# Your assignment
From the text on animal infidelity, copy out the part that begins with the words "Extra-marital affairs are" and ends after "of other females.", changing "jealousy" to "possessiveness".

**** Document text ****

Infidelity in the monkey world
By Environmental News Network staff
"Even creatures once considered as paragons of fidelity will indulge in a fling if the situation is right," writes Robin Dumbar, a professor of evolutionary psychology at the University of Liverpool, England.
"The animal world, it turns out, is full of examples of cuckoldry, cheating and even divorce, by supposedly lifelong mates as they try to overcome what I call the monogamists' dilemma," writes Dumbar.
Dumbar cites various examples of infidelity, including the South American marmoset and tamarin monkeys where "divorce" rates can be as high as a third of all pairs in a given year.
This situation is explained via a high rate in female mortality, resulting in an excess of males. According to Dumbar, with females in short supply, a male who cannot secure a mate of his own may become a "helper-at-the-nest" and help rear offspring that are not his own.
In turn, the father of the offspring will take advantage of the male helper's presence by going off in search of another female because he will be able to breed again sooner than if he waited for his current mate to come back into breeding condition.
The helper then mates with the female when she comes into estrus. "And the females seem indifferent to their mate's behavior: so long as they have a male to help with rearing the offspring, they don't seem to mind too much who he is," Dumbar writes.
Other reasons for infidelity cited by Dumbar include females choosing a mate who may be a good provider but not necessarily endowed with good genes. She will allow this mate most of her conceptions, as she needs a male to invest in her offspring, but keep a few reserved for better quality mates when she finds them.
Dumbar notes the research of Andre Dhondt at Cornell University who found that females often instigate divorce when new and better mating possibilities come along.
Extra-marital affairs are also used to keep a relationship strong. Playing on the emotional landscape of jealousy, a female may play one male off against another to prevent the pair-male from straying off in search of other females.
"Animals, every bit as much as humans, make choices about whom to pair with and for how long, and those decisions are influenced in large part by whether they will do better by staying with the current partner, by moving from one partner to another or by playing a more subtle kind of game," writes Dumbar in conclusion.

**** Material shown ****

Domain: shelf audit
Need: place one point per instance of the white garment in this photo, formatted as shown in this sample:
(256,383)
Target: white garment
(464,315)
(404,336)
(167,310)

****

# Answer to this problem
Extra-marital affairs are also used to keep a relationship strong. Playing on the emotional landscape of possessiveness, a female may play one male off against another to prevent the pair-male from straying off in search of other females.